Requirements ->
(a) According to the transformer winding extract, what type of conductor does the winding preferably use?
(b) Write the next part of the transformer winding extract, starting right after its last sentence.

Start Extract

According to one aspect, the present invention provides a method of producing a winding for a high voltage transformer including the steps of:
    • forming a predetermined number of spaced conductor winding groups joined to form a single winding of the transformer,
    • winding each spaced winding group as a solenoid-type winding from a predetermined number of turns of conductor.
According to a further aspect, the present invention provides a winding for high voltage transformer having a predetermined number of spaced winding groups joined to form a single winding of the transformer, each spaced winding group being solenoid wound from a predetermined number of turns.
Preferably, the number of spaced winding groups and number of turns of each winding group are selected such that a predetermined voltage stress for a given operating voltage of the transformer is not exceeded.
For preference, the winding uses high temperature superconductors. Preferably, each winding group is formed from a single uninterrupted length of conductor, that is, the length of conductor is not joined in any manner. Each conductor turn may consist of a plurality of conductors.
For preference, the winding groups are spaced and stacked vertically. Preferably, each winding group is wound in sequence vertically.
In another aspect, the present invention provides a transformer including a winding according to the second aspect. Preferably, the transformer is a superconducting transformer.
BRIEF DESCRIPTION OF DRAWINGS
A preferred embodiment of the invention will now be described, by way of example only, with reference to the accompanying drawings in which:
FIG. 1 shows a cross-sectional schematic view of one side of a conventional disk winding;
FIG. 2 shows a cross-sectional schematic view of one side of a conventional solenoid winding; and
FIG. 3 shows a cross-sectional schematic view of one side of a winding according to one embodiment of the present invention.

End Extract
Start Data excerpt

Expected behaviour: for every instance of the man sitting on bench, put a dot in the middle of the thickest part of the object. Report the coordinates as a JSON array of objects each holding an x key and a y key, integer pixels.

End Data excerpt

Solved problems ->
(a) High temperature superconductors.

(b)
DESCRIPTION OF PREFERRED EMBODIMENT
Referring to FIG. 3 of the drawings, the transformer winding 15 consists of a number of vertically spaced winding groups 16. Each winding group 16 is wound in a solenoid-type manner from a conductor 17 in winding direction WD. In this simple illustration, each layer comprises three turns and there are six layers forming the winding group 16.
In the hybrid disk-solenoid winding shown in FIG. 3, the voltage between any two windings within a solenoid group is reduced by the number of solenoid groups in the whole stack, n. The radial extent of the winding is the same as if it were wound as a conventional solenoid, hence, the voltage stress is reduced by the same amount. If there were n solenoid groups, then the stress within each between the first and last turn would be reduced by a factor of n compared to the conventionally wound technique. The L1 test voltage would distribute in a complex way but would-still be reduced by a factor approaching n.
The number of solenoid groups would be controlled by the unit length of High Temperature Superconductor (HTS) tape available so that no joints occurred in any solenoid wound group. The distance between the solenoid groups is determined as for a disk winding and depends on the voltage stress. The number of joints is significantly lessened compared to double pancakes because many more turns are included in each solenoid group.
An additional benefit is that each coil has a better effective cooling since two faces are available for heat dissipation. If this is not required, then optionally a solid dielectric may be placed between the solenoid groups to increase the electrical strength. Alternatively, a barrier of solid dielectric consisting of an annulus 21, may be placed between the solenoid groups, as shown in FIG. 3.
Additionally, the spacing between the nth solenoid and the n+1th solenoid, an, may be designed and optimised with constraints as in equations 1 and 2 below such that the individual coil to coil partial capacitances, Cn, between same results in a lightning impulse (L1) distribution across the length of the whole coil which is uniform and favourable to HV transformers.
a n+1 >a n  Eq. 1
C n+1 >C n  Eq. 2
Additionally, the winding length of each solenoid, wn, is such that the L1 creep strength of the dielectrics is met across the coil face.
Additionally, the L1 distribution, which is effected but not exclusively by parameters wn, an, Cn is designed such that the voltage between the n and n+1st coils is such that it meets the L1 breakdown strength of the dielectric between them.
Additionally, the voltage between the n and n+1st coils is such that it meets the power frequency breakdown strength of the dielectric between them.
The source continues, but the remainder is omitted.